• WHAT TO WORK ON:
Extract precisely the lines of the entries below, from the first line through the line containing "A single point falls on each instance of the pool".

*** Opening of STORED DATA ***

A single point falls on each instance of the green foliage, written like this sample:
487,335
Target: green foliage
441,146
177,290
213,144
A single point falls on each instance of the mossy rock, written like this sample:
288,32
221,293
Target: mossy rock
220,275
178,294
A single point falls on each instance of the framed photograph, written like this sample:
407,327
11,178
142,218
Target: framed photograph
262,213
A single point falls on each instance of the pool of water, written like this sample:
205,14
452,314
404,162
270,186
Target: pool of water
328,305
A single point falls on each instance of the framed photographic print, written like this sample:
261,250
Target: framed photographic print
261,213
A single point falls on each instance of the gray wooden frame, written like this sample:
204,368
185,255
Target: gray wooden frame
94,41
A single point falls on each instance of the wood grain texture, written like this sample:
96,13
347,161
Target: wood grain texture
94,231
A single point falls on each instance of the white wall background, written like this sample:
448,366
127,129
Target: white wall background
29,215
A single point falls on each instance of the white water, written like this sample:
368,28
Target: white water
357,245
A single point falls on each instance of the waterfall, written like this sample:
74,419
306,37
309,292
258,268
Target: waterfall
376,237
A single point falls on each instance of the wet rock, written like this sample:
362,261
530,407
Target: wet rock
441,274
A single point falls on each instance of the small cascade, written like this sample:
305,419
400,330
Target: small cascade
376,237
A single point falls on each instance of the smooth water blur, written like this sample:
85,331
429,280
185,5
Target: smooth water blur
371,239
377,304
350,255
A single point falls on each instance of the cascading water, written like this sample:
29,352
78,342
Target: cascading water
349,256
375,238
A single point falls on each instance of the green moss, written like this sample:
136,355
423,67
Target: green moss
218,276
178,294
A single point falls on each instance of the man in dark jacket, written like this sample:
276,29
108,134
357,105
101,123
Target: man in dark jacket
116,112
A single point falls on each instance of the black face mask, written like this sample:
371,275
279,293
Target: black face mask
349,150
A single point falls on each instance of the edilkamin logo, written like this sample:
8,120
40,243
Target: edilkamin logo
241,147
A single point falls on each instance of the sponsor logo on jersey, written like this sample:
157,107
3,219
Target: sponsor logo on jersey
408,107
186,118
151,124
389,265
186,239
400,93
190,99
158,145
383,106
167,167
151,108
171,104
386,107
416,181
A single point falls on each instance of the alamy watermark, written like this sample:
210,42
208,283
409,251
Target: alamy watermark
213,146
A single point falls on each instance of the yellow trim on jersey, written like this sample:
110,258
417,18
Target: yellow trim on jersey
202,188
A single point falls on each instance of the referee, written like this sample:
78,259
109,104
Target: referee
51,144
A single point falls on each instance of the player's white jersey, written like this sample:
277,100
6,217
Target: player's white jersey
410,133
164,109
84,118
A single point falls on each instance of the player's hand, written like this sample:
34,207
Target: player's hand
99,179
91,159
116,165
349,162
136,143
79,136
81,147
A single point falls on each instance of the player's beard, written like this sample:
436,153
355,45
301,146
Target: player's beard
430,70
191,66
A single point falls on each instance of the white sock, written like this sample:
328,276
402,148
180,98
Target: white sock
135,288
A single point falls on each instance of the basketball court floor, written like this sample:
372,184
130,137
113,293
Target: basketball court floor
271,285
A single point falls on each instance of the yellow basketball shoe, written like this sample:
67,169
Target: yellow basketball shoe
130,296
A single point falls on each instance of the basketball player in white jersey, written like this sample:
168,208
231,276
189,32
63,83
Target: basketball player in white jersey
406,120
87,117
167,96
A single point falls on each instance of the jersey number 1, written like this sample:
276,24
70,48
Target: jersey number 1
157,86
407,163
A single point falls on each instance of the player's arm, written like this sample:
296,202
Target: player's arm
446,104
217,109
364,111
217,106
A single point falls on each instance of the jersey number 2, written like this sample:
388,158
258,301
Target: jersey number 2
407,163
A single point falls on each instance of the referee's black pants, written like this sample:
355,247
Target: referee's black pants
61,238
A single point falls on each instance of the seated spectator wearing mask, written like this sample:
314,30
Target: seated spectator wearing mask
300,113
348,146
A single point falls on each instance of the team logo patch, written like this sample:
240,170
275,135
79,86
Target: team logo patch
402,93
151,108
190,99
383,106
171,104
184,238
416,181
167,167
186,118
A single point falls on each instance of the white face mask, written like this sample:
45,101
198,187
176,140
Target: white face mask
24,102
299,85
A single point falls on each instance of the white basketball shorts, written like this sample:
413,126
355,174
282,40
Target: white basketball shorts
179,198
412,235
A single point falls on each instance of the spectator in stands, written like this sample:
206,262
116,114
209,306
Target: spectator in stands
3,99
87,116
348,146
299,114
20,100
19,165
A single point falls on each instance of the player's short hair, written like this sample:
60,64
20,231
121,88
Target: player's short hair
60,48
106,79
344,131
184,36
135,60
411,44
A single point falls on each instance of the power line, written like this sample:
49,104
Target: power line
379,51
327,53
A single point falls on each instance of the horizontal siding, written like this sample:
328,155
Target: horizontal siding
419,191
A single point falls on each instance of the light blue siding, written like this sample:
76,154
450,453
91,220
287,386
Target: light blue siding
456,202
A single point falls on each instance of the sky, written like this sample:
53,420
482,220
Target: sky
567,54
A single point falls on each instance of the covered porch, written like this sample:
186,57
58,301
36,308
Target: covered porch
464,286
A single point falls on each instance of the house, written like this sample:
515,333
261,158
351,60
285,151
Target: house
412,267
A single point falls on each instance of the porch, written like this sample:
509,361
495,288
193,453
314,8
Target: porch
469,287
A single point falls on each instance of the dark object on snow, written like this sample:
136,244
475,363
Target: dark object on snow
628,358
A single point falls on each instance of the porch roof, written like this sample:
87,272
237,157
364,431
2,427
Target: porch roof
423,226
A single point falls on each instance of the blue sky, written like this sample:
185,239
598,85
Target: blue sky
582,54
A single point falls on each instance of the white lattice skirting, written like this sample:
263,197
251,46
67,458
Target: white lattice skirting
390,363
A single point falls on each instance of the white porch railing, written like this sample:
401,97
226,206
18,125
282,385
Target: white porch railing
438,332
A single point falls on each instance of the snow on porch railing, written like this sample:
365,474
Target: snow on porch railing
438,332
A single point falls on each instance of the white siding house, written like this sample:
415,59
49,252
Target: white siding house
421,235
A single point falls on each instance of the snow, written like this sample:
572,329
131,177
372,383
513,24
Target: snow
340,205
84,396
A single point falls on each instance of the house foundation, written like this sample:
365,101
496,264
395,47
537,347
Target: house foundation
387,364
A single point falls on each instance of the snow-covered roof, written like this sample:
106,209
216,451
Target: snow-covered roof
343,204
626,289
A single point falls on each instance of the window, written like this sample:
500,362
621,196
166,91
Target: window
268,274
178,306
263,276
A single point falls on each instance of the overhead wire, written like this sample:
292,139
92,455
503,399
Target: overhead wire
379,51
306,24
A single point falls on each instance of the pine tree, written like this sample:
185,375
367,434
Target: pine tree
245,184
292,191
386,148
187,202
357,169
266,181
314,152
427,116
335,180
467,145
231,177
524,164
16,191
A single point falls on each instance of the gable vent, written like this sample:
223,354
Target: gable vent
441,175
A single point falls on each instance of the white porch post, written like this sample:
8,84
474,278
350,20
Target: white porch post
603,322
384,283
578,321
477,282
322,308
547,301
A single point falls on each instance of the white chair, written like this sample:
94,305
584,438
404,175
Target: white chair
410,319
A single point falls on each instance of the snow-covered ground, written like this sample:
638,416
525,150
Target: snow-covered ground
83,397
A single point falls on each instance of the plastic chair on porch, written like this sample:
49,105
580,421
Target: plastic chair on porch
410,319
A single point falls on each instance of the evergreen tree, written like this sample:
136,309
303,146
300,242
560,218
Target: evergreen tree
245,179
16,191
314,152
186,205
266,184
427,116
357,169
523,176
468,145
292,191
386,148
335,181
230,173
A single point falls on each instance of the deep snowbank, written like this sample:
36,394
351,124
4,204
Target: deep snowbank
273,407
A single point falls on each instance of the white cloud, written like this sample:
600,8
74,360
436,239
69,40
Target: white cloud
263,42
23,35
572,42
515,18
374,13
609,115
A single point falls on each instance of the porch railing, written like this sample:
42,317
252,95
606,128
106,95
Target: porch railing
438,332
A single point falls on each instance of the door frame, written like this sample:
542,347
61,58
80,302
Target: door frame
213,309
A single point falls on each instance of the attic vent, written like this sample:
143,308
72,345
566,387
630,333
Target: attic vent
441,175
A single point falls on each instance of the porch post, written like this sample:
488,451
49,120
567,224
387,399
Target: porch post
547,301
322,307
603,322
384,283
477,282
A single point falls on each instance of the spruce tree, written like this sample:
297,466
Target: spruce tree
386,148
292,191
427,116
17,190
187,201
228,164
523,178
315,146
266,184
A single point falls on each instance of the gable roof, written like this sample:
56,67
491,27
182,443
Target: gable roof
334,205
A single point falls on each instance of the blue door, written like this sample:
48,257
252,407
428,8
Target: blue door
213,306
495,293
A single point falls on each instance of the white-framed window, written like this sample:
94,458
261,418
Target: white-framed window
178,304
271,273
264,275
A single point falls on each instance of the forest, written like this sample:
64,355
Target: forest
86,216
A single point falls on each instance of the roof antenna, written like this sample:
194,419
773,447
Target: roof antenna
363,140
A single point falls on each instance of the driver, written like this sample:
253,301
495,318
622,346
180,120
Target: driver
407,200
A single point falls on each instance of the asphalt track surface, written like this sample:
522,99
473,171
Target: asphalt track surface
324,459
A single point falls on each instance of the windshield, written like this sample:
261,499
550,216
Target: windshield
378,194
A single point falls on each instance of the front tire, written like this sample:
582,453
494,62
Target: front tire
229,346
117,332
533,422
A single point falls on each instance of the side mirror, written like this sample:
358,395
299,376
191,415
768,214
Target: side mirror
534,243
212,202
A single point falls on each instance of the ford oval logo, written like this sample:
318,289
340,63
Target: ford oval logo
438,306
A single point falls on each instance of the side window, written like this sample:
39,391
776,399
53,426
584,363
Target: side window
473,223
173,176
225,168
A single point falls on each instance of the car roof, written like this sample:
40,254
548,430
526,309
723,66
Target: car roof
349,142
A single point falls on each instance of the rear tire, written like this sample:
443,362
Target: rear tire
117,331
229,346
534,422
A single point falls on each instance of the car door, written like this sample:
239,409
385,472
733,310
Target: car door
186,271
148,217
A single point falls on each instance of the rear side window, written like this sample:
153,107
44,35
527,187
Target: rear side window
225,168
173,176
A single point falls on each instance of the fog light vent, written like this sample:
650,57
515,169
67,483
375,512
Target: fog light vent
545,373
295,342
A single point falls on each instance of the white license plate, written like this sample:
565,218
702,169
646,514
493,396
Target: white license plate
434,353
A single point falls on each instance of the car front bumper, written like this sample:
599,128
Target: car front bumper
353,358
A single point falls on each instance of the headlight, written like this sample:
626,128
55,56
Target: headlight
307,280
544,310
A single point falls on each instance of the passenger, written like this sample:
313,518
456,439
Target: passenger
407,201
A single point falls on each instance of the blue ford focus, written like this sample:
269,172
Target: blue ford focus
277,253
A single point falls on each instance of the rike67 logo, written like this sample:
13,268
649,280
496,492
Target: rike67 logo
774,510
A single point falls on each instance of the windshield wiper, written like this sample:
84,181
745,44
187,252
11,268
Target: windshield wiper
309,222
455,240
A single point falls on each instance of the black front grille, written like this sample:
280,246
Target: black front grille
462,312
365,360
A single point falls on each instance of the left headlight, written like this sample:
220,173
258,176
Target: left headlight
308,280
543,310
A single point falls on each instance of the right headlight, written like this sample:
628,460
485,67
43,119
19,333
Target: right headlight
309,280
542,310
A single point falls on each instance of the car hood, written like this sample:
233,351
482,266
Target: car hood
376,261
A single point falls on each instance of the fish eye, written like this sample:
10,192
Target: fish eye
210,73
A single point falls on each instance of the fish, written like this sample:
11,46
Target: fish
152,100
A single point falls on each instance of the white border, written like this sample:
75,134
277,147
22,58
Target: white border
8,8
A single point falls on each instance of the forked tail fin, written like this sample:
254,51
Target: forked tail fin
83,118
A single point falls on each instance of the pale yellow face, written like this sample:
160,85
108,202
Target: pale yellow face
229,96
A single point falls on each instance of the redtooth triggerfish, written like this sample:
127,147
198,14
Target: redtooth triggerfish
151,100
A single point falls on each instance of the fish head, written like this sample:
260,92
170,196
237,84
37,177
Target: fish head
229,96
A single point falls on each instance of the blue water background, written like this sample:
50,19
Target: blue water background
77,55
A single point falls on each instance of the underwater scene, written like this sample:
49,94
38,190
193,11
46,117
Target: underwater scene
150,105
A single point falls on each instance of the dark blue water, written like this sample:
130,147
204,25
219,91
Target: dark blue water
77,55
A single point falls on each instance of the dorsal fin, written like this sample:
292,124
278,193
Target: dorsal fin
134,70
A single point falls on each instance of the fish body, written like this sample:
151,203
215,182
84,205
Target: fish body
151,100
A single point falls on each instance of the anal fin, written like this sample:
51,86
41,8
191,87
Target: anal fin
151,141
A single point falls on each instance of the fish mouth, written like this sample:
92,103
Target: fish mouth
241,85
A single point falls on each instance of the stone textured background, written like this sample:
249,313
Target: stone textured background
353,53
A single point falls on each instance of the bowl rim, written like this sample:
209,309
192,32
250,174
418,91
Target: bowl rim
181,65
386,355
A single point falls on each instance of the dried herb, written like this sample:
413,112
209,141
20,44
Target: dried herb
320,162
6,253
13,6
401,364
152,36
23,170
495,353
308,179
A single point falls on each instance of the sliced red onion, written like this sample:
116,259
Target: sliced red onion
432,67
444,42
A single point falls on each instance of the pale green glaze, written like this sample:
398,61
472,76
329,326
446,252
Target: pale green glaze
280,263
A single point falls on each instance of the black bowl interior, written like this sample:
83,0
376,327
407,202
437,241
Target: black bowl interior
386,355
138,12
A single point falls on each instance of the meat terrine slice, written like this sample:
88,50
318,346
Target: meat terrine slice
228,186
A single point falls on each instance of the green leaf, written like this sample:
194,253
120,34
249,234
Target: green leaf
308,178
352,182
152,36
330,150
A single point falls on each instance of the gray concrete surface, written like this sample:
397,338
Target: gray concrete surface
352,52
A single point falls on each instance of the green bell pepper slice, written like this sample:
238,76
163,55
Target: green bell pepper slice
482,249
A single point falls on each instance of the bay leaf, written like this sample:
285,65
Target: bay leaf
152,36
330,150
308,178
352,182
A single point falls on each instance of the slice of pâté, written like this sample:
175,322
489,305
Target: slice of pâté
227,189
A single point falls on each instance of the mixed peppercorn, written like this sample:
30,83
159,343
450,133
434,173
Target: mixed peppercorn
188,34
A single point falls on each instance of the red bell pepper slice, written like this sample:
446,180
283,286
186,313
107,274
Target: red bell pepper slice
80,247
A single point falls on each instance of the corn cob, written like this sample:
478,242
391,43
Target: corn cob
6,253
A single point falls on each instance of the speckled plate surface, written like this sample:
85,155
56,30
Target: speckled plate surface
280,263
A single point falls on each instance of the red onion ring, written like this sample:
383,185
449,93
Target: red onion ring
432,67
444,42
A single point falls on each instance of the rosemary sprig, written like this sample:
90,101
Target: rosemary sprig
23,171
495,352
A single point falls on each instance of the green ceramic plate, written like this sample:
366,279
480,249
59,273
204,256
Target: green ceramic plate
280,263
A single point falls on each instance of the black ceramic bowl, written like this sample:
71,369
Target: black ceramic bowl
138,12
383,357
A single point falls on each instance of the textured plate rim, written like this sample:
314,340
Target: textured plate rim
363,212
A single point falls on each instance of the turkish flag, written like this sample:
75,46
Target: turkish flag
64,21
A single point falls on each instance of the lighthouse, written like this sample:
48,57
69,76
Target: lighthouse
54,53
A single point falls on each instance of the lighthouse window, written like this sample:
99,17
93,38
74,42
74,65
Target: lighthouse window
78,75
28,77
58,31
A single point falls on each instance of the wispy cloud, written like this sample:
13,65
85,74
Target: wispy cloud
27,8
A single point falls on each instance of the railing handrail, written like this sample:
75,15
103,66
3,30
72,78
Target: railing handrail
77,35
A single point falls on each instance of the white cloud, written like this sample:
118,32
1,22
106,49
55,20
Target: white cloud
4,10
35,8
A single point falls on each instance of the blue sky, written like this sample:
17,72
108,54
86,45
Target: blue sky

*** Close of STORED DATA ***

• RESPONSE FOR THIS EXERCISE:
A single point falls on each instance of the green foliage, written like this sample:
487,335
Target: green foliage
441,146
177,290
213,144
A single point falls on each instance of the mossy rock, written like this sample:
288,32
221,293
Target: mossy rock
220,275
178,294
A single point falls on each instance of the framed photograph, written like this sample:
407,327
11,178
142,218
Target: framed photograph
262,213
A single point falls on each instance of the pool of water, written like this sample:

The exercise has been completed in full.